◆ **Directions for this task**: Write out the data verbatim, from the line with "else: point(70, 66)." to the line with "point(113, 141)", including both of those lines. Leave the pictures out of your answer.

Object point labels:

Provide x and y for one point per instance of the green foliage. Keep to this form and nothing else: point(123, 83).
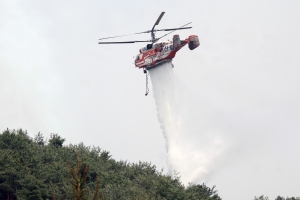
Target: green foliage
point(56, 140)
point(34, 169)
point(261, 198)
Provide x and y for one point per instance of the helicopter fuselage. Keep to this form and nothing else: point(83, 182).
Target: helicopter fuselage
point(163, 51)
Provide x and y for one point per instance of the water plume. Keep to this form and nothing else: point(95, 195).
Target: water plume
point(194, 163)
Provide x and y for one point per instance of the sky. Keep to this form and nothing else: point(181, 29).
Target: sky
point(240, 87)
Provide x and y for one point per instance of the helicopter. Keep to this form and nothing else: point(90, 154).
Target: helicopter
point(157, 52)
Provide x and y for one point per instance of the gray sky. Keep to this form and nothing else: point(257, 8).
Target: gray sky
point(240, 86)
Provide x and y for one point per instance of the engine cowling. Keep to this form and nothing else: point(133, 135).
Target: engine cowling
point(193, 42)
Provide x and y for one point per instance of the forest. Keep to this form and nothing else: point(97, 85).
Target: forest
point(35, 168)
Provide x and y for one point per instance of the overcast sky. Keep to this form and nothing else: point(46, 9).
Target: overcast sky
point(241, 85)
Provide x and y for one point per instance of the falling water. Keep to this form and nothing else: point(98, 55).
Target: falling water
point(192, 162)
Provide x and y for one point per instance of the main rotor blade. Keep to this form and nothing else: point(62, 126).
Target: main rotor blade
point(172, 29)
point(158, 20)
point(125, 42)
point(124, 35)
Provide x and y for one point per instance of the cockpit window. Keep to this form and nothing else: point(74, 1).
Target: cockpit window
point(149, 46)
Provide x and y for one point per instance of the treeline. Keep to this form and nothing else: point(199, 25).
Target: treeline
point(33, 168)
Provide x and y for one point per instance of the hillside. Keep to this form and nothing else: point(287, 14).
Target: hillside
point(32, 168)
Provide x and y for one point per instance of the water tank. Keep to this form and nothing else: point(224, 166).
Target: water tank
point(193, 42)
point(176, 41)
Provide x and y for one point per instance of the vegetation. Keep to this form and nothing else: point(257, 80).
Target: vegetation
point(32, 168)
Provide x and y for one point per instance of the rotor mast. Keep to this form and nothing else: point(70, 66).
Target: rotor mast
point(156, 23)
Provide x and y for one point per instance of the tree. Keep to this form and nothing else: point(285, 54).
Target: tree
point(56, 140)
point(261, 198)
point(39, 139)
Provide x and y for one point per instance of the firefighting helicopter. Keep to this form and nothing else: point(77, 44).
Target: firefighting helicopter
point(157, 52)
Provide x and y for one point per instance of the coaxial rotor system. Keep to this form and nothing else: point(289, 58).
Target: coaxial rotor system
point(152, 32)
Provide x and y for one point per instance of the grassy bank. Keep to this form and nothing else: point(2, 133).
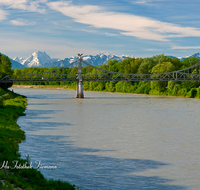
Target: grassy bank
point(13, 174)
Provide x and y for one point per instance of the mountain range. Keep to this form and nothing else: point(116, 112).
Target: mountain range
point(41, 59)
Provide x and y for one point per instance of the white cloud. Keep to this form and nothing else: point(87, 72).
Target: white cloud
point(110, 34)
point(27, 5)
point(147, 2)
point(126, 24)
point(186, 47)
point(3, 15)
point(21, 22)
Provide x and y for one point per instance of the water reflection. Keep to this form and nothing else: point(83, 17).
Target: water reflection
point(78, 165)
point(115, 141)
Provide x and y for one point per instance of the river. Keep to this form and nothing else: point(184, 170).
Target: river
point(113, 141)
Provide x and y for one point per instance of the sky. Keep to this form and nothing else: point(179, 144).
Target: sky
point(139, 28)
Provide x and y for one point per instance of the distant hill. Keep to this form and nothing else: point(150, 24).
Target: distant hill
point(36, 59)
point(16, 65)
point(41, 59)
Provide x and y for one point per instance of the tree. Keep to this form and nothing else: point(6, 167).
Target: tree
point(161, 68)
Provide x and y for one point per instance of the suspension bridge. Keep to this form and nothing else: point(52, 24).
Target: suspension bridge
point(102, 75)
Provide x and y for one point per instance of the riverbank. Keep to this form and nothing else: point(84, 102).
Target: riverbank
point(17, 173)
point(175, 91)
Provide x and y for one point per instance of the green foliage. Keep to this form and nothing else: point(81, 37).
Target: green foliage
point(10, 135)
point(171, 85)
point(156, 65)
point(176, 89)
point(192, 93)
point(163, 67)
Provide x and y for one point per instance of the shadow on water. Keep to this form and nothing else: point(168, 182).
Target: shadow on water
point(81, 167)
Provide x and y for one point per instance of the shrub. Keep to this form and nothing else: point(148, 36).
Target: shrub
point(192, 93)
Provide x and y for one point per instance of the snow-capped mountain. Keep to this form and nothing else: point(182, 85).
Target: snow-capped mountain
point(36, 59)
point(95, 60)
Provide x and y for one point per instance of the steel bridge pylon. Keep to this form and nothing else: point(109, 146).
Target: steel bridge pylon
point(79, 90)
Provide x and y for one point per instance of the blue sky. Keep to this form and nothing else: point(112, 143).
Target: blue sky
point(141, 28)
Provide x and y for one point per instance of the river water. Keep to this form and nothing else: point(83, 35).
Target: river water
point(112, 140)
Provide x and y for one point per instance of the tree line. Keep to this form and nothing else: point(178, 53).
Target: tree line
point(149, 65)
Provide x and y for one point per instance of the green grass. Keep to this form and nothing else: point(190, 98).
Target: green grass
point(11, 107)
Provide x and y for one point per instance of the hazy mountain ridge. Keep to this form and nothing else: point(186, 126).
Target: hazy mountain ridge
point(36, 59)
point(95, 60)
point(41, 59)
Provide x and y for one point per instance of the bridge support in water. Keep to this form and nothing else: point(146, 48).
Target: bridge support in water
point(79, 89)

◆ **The reply**:
Provide x and y for one point per instance of the rotor mast. Keep to this form and nothing else: point(70, 66).
Target: rotor mast
point(156, 23)
Provide x and y for one point per instance of the tree. Keep to this form and nothing else: point(285, 54).
Target: tree
point(56, 140)
point(261, 198)
point(39, 139)
Provide x and y for one point per instance of the firefighting helicopter. Keep to this form and nothing else: point(77, 44).
Target: firefighting helicopter
point(157, 52)
Provide x and y for one point per instance of the coaxial rotor system. Keep to this form and nothing else: point(289, 58).
Target: coaxial rotor system
point(152, 32)
Provide x and y for one point per instance of the grassy bank. Keep to this form and nothing else: point(2, 133).
Target: grassy bank
point(13, 174)
Provide x and y for one point per instance of the mountain range. Keep to this form and nothing else: point(116, 112).
Target: mountain range
point(41, 59)
Provide x and y for one point per instance of the white cloud. Keep to this form and nothing else: point(87, 72).
Target: white cloud
point(110, 34)
point(27, 5)
point(147, 2)
point(126, 24)
point(186, 47)
point(3, 15)
point(21, 22)
Provide x and y for one point per instance of the water reflection. Keep to this form and nothing else: point(83, 17).
Target: water reflection
point(78, 165)
point(115, 141)
Provide x and y for one point per instance of the river. Keep to this form and nothing else: point(184, 170).
Target: river
point(113, 141)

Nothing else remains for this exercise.